Siria se despierta
(Imagen DALL·E)
ISRAEL DAVID MARTÍNEZ DIC. 8, 2024
En una madrugada helada de diciembre, cuando el primer llamado a la oración resonaba sobre los tejados de Damasco, un vecino insomne se asomó al balcón y vio algo inusual: un convoy de vehículos negros deslizándose sigilosamente por la Avenida Mezzeh, un símbolo de poder desde los días de Hafez al-Assad. Se decía que, dentro de esos vehículos, estaba el hombre que había gobernado Siria durante más de dos décadas. Bashar al-Assad no iba rumbo a un palacio o una reunión secreta; estaba huyendo.
La noticia se propagó como una ráfaga en los barrios aún adormecidos. Los rumores, al principio susurrados con escepticismo, pronto se confirmaron. Assad había abandonado el país, dejando un vacío de poder tan abrumador como las ruinas de Alepo. La familia Assad, cuyo apellido había sido sinónimo de autoridad y brutalidad, había buscado refugio en Moscú. Siria, tras más de una década de guerra civil, se encontraba, por primera vez en años, sin su líder, y los ecos de esa partida reverberaban no solo en Damasco, sino en todo Oriente Medio.

• _ACTIVIDAD PROPUESTA_
Enumera todos los nombres de lugares que aparecen en el texto sobre la huida de Bashar al-Assad.

• _DATOS PROPORCIONADOS_
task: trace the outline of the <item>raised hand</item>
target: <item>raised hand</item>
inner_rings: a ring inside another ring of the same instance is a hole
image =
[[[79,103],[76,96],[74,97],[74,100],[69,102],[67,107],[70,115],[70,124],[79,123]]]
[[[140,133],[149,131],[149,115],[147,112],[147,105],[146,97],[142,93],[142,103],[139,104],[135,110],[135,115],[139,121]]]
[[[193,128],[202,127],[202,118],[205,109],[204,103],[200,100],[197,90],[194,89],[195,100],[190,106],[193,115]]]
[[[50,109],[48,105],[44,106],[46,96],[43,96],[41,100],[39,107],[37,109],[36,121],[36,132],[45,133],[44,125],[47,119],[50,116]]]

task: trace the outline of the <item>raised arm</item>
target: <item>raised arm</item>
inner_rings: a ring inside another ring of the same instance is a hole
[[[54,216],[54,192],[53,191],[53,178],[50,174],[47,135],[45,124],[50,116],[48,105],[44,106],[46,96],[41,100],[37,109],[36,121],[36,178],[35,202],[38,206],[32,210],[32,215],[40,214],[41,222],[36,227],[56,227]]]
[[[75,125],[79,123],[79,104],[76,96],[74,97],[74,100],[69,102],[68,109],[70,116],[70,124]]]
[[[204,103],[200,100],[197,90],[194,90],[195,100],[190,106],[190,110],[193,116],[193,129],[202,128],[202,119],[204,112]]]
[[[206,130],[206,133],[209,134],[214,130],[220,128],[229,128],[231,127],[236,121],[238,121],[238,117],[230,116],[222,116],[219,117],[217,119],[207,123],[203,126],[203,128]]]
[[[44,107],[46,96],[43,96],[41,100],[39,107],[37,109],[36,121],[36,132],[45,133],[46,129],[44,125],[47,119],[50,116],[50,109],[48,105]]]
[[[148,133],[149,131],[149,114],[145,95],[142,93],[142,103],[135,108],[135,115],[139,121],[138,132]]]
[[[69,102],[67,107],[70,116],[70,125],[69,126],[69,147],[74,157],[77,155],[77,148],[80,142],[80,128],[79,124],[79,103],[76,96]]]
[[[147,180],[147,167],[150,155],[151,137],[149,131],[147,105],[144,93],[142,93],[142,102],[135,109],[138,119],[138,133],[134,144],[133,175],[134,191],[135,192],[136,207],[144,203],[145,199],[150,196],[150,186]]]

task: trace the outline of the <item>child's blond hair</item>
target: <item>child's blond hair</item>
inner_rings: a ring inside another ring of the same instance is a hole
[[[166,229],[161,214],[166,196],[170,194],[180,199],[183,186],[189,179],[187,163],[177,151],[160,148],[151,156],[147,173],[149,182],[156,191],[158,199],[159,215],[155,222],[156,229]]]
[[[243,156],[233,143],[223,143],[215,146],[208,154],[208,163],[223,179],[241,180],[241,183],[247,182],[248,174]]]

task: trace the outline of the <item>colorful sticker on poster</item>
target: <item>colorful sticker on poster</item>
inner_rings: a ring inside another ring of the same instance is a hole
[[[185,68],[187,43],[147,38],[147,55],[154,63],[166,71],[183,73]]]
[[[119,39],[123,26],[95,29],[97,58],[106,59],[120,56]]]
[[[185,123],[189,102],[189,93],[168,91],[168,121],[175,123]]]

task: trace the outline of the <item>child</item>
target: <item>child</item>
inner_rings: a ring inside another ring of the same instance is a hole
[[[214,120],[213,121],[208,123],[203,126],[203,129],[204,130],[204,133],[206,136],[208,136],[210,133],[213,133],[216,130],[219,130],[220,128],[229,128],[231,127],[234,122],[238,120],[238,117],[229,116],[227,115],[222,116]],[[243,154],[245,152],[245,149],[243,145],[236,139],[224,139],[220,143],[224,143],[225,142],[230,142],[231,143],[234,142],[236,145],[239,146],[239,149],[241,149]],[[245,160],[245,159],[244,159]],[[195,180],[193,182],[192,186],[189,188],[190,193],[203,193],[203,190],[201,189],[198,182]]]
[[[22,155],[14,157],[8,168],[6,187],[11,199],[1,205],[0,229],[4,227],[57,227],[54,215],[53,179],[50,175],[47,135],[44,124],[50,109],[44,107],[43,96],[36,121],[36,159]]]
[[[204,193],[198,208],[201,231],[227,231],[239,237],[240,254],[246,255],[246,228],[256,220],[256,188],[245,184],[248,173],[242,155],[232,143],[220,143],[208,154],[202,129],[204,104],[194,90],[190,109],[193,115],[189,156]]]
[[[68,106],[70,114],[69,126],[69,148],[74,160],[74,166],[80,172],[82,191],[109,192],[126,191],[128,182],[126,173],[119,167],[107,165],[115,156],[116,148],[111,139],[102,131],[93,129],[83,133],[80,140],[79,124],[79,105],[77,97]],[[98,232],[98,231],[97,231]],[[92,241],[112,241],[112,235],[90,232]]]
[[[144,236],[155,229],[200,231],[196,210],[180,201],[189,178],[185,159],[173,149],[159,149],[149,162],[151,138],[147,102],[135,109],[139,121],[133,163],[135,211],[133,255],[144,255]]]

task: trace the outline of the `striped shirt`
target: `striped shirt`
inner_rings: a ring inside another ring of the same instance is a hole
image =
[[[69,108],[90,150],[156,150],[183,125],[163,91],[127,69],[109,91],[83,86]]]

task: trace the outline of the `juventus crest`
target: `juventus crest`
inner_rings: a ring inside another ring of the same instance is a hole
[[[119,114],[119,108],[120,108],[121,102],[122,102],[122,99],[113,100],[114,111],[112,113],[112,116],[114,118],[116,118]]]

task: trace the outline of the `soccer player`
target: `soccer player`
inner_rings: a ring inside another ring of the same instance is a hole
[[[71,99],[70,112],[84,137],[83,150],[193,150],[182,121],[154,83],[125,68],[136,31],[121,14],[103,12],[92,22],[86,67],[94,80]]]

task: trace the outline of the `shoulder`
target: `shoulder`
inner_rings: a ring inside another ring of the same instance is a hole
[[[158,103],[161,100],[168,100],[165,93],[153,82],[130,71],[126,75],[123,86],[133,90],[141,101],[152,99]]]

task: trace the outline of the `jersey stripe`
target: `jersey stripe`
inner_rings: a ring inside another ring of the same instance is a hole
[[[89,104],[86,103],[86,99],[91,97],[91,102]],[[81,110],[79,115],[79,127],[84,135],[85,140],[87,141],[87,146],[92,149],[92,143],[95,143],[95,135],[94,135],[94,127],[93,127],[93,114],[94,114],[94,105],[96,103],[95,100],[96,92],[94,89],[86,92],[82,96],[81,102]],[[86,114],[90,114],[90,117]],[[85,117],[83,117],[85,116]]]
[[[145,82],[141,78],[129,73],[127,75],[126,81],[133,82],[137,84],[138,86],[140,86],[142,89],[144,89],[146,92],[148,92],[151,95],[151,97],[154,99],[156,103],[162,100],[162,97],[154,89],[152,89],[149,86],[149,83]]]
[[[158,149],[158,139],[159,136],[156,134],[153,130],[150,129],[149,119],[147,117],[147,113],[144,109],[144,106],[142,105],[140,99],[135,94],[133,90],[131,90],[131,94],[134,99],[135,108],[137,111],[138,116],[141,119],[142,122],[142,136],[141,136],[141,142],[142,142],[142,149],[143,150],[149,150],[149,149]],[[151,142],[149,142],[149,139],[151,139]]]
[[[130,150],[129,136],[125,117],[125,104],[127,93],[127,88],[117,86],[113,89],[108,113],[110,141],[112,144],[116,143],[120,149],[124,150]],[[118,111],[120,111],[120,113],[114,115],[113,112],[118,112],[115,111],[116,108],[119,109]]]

• _SOLUCIÓN_
Siria, Damasco, Avenida Mezzeh, Alepo, Moscú, Oriente Medio.